SOURCE PASSAGE =
==================================================
It's fine...I'll be fine...
I'm having a day.
Everything is getting to me.
I'm having such a hard time letting things just slide. Specifically work related.
More specifically, with a certain person at work.
I'm not going in to details. Work is what it is, and honestly today is no different than literally any other day at this or any other job I've ever had.
But you know how there's always that one person that gets under your skin?
And it is BAD today. You should have heard me yelling at the hot dog package that I couldn't open when I wanted to make my lunch.
Or losing my shit because I couldn't find the French's mustard in the fridge.
Yes. I'm taking my anger out on inanimate objects because I need my job and I can't say what I want to say.
And that is SO HARD for me. Honestly I already messaged my manager saying I am not getting enough credit for all of the things I HAVEN'T said today.
I miss Lisa. She's the reason I held on to that last job as long as I did. When work started getting to me too much I would call her and say all the things I wanted to say and she would talk me off the ledge.
I probably could still call her but it feels wrong to burden her with my ravings when she isn't paid to do it anymore.
One of my personal character flaws is my need to have the last word, especially when I feel like I am being attacked in some way. It is the hardest thing I do on the daily. I know there is no point in the back and forth.
I know I am right, and that should be good enough. "Be the bigger person" they say.
But dammit I get so tired of just sucking it up and letting others shit on how I do my job all so that I don't lose mine.
==================================================
DATASET EXCERPT =
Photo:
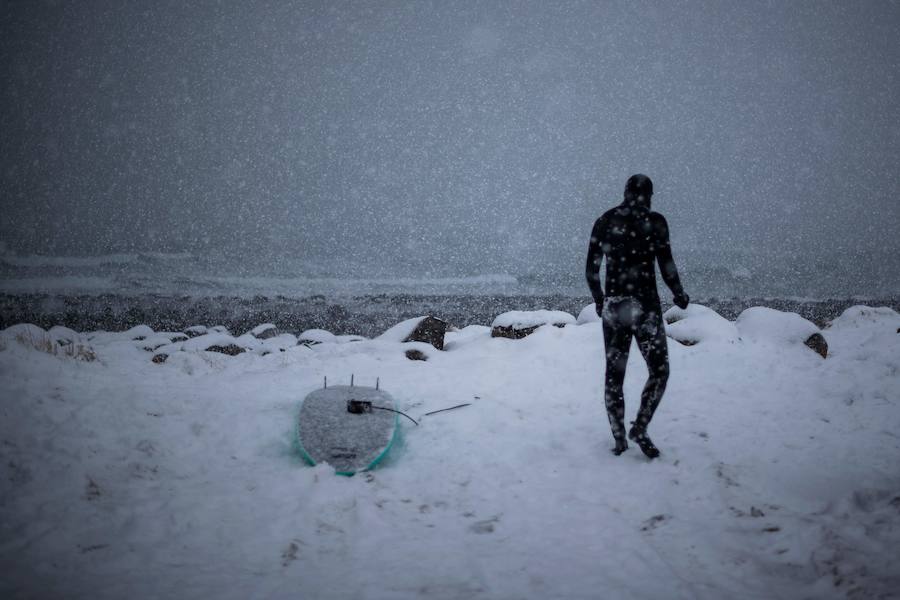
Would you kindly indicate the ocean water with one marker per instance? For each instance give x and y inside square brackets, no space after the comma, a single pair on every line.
[175,291]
==================================================
TASK REQUIREMENTS =
a – For the post about a bad day at work, say whether each statement agrees with it, answering yes or no and quoting the deciding words: (i) The writer yelled at a hot dog package that would not open. (ii) The writer says today is unlike other days at this job. (iii) The writer still calls Lisa when work becomes too much.
b – Repeat everything in the post from "I'm having a" down to "make my lunch.", word for word.
The listing after the post is separate material.

RESULTS IN ORDER =
a –
(i) Yes: "You should have heard me yelling at the hot dog package that I couldn't open when I wanted to make my lunch."
(ii) No: "honestly today is no different than literally any other day at this or any other job I've ever had."
(iii) No: "I probably could still call her but it feels wrong to burden her with my ravings when she isn't paid to do it anymore."

b –
I'm having a day.
Everything is getting to me.
I'm having such a hard time letting things just slide. Specifically work related.
More specifically, with a certain person at work.
I'm not going in to details. Work is what it is, and honestly today is no different than literally any other day at this or any other job I've ever had.
But you know how there's always that one person that gets under your skin?
And it is BAD today. You should have heard me yelling at the hot dog package that I couldn't open when I wanted to make my lunch.